• CONSIGNES DE LA TÂCHE:
D'après le texte sur la prorogation du mandat du Parlement libanais, répondez aux questions suivantes :
1. Combien de députés ont voté en faveur de la prorogation ?
2. À quelle date le mandat du Parlement expire-t-il désormais ?
3. Quel parti, présenté comme le principal parti arménien, a voté contre la rallonge ?

• EXTRAIT DE RÉFÉRENCE:
┄┄┄┄┄┄
Quatorze séances parlementaires ne leur ont pas permis d'élire un président de la République, trois ans ne leur ont pas suffit pour adopter la grille des salaires du secteur public ou voter une nouvelle loi électorale. Mais quelques dizaines de minutes leur ont été largement suffisantes pour proroger, une nouvelle fois, leur propre mandat de deux ans et sept mois.
Les députés libanais, réunis mercredi en séance plénière, ont voté à une large majorité la prorogation du mandat du Parlement qui expire le 20 novembre. Sur les députés présents, 95 ont voté pour et deux contre. Il s'agit de la deuxième prorogation du mandat de cette Chambre élue en 2009. Le 31 mai 2013, les députés avaient déjà prorogé leur mandat de 17 mois. La nouvelle rallonge leur permet ainsi de compléter une nouvelle législature entière (quatre ans) si l'on additionne cette durée avec celle de la première prorogation.
Le mandat du parlement expire donc désormais le 20 juin 2017.
Tous les blocs parlementaires ont participé à la séance parlementaire à l'exception des députés chrétiens du Courant patriotique libre (CPL) de Michel Aoun et des Kataëb. Le bloc des Forces libanaises (FL) a voté en faveur de la prorogation pour "éviter de tomber dans le vide", ainsi que les députés du Courant Marada de Sleimane Frangié et les chrétiens indépendants du 14 Mars. Le Tachnag, principal parti arménien, a voté contre la rallonge. Tous les blocs musulmans, dont ceux du Hezbollah, du président de la Chambre Nabih Berry, du Courant du Futur et du leader druze Walid Joumblatt ont voté en faveur de la prorogation.
Les partisans de la prorogation invoquent la vacance de la présidence et la situation sécuritaire précaire au Liban pour justifier leur position.
Au Parlement, la députée membre des FL, Sethrida Geagea, a affirmé mercredi que son parti aurait "préféré que des élections aient eu lieu". "Le blocage de la présidentielle nous a conduits à la prorogation. Sans la prorogation nous aurions été vers le vide. Les FL sont prêtes à prendre des décisions qui ne sont pas populaires pour sauver la nation", a-t-elle ajouté.
┄┄┄┄┄┄
• DONNÉES FOURNIES:

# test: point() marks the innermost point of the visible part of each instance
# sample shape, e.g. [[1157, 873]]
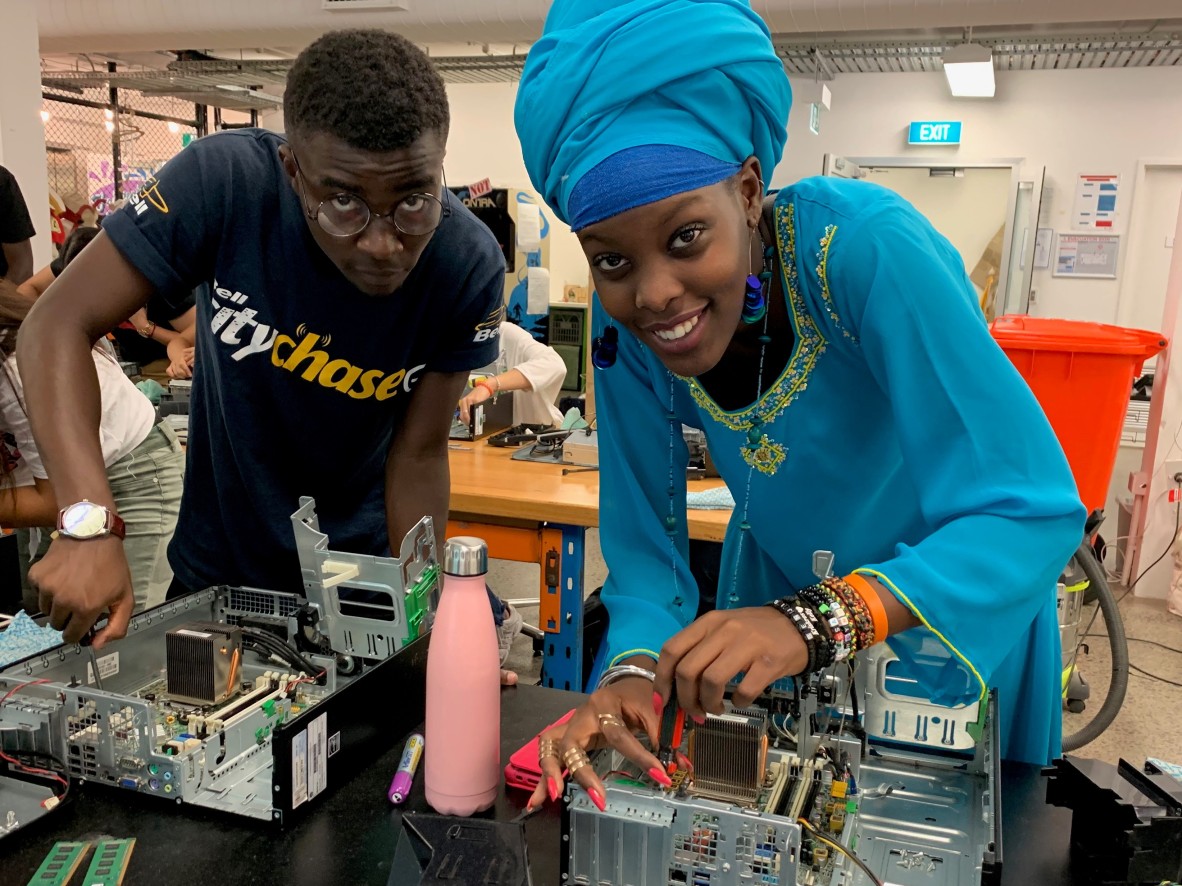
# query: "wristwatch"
┄┄┄┄┄┄
• RÉPONSE ATTENDUE:
1. 95 députés.
2. Le 20 juin 2017.
3. Le Tachnag.